** What to do **
Write out the records again, exactly, leaving none out.

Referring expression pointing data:

++++++++++

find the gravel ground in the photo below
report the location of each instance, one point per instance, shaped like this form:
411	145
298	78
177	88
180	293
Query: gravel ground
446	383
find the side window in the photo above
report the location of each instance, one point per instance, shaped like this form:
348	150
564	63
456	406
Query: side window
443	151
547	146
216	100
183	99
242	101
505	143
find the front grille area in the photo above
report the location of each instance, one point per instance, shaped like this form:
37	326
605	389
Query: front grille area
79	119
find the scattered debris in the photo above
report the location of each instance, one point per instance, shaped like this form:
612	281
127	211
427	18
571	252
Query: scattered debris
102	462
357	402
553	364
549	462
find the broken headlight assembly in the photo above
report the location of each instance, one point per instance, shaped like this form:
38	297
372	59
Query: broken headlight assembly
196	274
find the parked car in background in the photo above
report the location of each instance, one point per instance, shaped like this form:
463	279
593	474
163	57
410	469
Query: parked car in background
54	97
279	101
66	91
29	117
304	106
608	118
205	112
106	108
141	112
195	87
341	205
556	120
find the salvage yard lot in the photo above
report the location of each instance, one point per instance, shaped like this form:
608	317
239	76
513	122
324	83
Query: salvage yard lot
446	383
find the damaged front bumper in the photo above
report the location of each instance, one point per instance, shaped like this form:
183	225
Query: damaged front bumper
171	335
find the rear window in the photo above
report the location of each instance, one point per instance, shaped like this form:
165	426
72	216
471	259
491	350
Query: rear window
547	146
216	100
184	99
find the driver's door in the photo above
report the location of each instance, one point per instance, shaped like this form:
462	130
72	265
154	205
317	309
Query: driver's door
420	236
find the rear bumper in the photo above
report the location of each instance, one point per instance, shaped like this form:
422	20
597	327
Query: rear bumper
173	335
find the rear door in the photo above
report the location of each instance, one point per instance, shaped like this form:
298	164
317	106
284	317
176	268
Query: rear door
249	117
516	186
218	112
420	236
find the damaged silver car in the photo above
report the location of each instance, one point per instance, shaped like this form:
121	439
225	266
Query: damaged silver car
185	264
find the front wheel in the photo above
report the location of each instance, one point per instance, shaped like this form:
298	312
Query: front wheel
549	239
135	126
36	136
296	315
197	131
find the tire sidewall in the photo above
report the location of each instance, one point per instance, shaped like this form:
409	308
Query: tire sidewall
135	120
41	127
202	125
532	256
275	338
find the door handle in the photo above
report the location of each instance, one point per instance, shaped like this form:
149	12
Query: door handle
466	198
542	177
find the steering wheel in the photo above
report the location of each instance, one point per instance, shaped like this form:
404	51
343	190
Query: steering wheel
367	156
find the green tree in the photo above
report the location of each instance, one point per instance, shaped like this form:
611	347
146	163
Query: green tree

++++++++++

** Written reply **
find the gravel ground in the photo below
report the location of each instance, one point per instance, shaped like this form:
411	145
298	78
177	88
180	293
Query: gravel ground
446	383
find the side window in the photo above
report the location of each instance, one point per instance, shaped like this form:
348	150
564	63
456	406
Query: side window
443	151
547	146
216	100
183	99
242	101
505	143
find the front grille area in the photo above
report the location of each instance, one point per instance, shaped like this form:
37	326
605	389
Query: front grille area
79	119
find the scattered debris in the photo above
report the location of each instance, one point per instance, shaped like this form:
612	281
127	211
427	18
571	252
Query: scattered debris
102	462
357	402
553	364
549	462
find the broken headlight assembly in the photo above
report the location of each instance, one point per instance, shaped like this form:
38	297
372	59
Query: broken headlight assembly
196	274
find the parked car in background in the photo above
report the location of each instance, one point per instance, shaped like this form:
463	279
593	474
163	57
410	469
Query: parked car in background
54	97
279	101
66	91
29	117
304	106
608	118
205	112
106	108
141	112
195	87
341	205
556	120
find the salvage yard lot in the photo above
report the location of each instance, one point per instance, shaped like this form:
608	317
239	76
513	122
324	83
Query: salvage yard lot
446	383
find the damaged front bumper in the photo above
report the location of each instance, one point per instance, shaped like this form:
183	225
Query: damaged front bumper
171	335
find the rear window in the photo above
report the location of each instance, one point per instance, shaped like this form:
165	426
72	216
471	259
491	350
Query: rear window
547	146
216	100
184	99
find the driver's door in the photo above
report the location of each instance, one point per instance, shaped like this form:
462	130
72	265
154	205
317	309
Query: driver's door
420	236
find the rear bumper in the photo above
report the location of each instance, one point per instance, shaped like this form:
422	20
597	327
Query: rear bumper
173	335
find the rear door in the photo above
report the location of each instance, one point per instance, shaped like this form:
298	164
317	106
284	317
176	268
Query: rear door
249	117
516	186
218	112
420	236
find the damaged silver car in the photo above
report the location of each instance, one point per instance, shaped like this form:
121	439
225	266
Query: damaged silver car
185	264
find the front wheel in the photo above
report the location of each instance, one point per instance, shaped like this form:
298	312
Query: front wheel
549	239
135	126
36	136
296	315
197	131
find the tire sidewall in the photo above
report the location of each instance, one point per instance, shaped like this form:
409	308
Query: tire sidewall
135	120
41	127
202	125
532	256
275	338
find the door handle in the photo above
report the location of each instance, one point per instance, shaped like this form:
149	12
Query: door handle
466	198
542	177
find the steering wheel in the photo above
report the location of each instance, one point per instance, shaped like this form:
404	51
343	190
Query: steering wheel
367	156
find the green tree in the photo above
report the location of each instance, one point per instance, shaped like this form:
611	347
146	163
Query: green tree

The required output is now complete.